_ACTIVITY_.
Among the entries below, find the line with "column 112, row 765", then quote it and each following line up to and including the line with "column 361, row 76", and nothing else.

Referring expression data
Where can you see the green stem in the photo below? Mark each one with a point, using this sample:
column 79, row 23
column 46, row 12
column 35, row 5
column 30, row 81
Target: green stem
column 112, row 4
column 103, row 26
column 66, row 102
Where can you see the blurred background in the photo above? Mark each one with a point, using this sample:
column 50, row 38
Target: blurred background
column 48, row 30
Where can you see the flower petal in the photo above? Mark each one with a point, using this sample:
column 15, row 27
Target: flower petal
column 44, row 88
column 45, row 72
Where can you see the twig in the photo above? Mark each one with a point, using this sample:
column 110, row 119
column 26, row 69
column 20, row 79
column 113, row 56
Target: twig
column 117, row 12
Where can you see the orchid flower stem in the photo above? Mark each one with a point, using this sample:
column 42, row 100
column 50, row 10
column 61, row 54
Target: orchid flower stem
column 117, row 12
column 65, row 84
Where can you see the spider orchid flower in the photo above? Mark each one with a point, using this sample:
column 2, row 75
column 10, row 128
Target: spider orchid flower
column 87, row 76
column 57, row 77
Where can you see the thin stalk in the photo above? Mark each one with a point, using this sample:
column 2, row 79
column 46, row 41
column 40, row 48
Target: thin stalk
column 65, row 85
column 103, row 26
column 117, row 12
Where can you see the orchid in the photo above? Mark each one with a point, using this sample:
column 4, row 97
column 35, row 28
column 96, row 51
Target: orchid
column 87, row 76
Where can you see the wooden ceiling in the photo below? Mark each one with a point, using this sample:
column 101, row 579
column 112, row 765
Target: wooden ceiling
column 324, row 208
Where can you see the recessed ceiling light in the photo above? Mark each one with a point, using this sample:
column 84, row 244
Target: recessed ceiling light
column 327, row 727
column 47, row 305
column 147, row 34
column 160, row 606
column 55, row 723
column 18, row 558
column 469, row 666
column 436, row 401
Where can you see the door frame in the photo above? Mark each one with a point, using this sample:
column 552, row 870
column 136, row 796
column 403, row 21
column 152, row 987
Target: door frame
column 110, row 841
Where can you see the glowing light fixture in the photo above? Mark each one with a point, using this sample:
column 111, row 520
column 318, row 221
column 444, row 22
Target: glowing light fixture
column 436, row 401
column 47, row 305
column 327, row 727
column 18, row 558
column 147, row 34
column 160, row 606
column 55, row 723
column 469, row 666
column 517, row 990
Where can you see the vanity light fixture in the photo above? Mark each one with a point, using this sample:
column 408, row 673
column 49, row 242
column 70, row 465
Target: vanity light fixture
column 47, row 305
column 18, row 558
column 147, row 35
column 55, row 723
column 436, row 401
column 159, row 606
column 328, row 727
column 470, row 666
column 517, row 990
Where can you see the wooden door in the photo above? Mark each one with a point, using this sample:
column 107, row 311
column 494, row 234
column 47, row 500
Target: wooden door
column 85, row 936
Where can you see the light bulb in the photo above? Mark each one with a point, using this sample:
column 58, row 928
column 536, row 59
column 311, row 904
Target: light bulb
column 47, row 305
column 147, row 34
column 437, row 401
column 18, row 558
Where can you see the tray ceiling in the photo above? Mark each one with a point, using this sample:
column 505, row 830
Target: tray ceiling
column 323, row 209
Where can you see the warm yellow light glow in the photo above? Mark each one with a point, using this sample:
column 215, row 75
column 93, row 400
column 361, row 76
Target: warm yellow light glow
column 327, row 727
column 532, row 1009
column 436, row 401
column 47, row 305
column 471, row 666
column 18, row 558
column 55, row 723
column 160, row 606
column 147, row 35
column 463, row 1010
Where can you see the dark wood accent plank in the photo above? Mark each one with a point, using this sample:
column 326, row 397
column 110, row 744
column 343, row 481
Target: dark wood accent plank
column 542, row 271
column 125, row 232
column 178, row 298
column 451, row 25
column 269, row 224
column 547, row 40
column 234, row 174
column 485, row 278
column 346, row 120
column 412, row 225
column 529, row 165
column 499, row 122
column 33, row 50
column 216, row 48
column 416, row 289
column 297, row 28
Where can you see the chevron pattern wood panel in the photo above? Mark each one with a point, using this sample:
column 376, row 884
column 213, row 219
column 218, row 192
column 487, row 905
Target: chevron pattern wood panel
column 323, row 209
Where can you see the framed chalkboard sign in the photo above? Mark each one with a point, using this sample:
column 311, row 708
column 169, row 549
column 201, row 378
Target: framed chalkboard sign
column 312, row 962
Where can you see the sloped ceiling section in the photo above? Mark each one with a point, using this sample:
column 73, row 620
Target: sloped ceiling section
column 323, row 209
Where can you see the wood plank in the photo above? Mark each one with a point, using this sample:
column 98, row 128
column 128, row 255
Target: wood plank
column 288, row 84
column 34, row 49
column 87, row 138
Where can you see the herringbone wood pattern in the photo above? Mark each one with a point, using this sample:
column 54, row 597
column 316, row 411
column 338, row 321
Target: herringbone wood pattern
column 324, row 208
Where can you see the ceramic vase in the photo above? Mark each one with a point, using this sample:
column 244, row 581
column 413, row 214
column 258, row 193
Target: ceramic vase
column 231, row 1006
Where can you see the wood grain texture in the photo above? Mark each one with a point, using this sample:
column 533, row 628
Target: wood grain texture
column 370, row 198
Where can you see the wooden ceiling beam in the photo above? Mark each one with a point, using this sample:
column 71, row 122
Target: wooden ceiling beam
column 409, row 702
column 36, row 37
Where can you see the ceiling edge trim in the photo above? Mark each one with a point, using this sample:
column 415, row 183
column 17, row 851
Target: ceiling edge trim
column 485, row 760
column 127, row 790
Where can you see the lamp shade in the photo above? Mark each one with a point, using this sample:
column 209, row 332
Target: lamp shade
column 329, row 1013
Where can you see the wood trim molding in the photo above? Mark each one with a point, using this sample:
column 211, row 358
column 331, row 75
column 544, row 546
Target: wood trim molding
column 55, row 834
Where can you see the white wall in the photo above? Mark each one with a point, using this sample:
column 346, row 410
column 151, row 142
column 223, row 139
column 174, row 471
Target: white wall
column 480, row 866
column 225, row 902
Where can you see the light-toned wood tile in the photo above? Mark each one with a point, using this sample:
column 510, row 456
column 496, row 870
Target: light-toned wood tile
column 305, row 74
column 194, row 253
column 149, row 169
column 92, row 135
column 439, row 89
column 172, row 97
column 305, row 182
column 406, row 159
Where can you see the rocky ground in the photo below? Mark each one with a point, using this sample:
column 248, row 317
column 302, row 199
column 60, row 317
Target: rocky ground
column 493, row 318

_EXERCISE ANSWER_.
column 112, row 765
Target: wooden ceiling
column 324, row 208
Where can you see the recessed ceiling light in the photo above? Mark each one with a point, using this sample:
column 84, row 244
Target: recessed ceiling light
column 327, row 727
column 47, row 305
column 147, row 34
column 160, row 606
column 55, row 723
column 18, row 558
column 469, row 666
column 436, row 401
Where can you see the door frame in the photo above? Mark each one with a point, using this sample:
column 552, row 870
column 136, row 796
column 403, row 21
column 152, row 987
Target: door frame
column 110, row 841
Where can you see the glowing light fixture in the photo above? Mark each one with a point, using this sample:
column 111, row 520
column 318, row 221
column 444, row 22
Target: glowing light fixture
column 436, row 401
column 47, row 305
column 327, row 727
column 18, row 558
column 147, row 34
column 160, row 606
column 55, row 723
column 469, row 666
column 517, row 990
Where can you see the vanity light fixture in the photo above? Mark each one with a point, using this sample:
column 408, row 673
column 49, row 242
column 70, row 465
Target: vanity light fixture
column 47, row 305
column 18, row 558
column 147, row 35
column 55, row 723
column 436, row 401
column 159, row 606
column 328, row 727
column 470, row 666
column 517, row 990
Where can you see the wooden door in the photo above? Mark each one with a point, using this sample:
column 107, row 311
column 494, row 234
column 47, row 500
Target: wooden door
column 85, row 936
Where can you see the light bulb in the photo above? Mark each one with a point, using this sample:
column 58, row 928
column 536, row 59
column 311, row 904
Target: light bulb
column 47, row 305
column 147, row 34
column 437, row 401
column 18, row 558
Where can you see the tray ceiling in the photo above? Mark each one with a point, using this sample:
column 505, row 830
Target: tray ceiling
column 323, row 209
Where can you see the warm yellow light glow in the photo above? Mark each one with a point, using this sample:
column 215, row 75
column 93, row 400
column 361, row 76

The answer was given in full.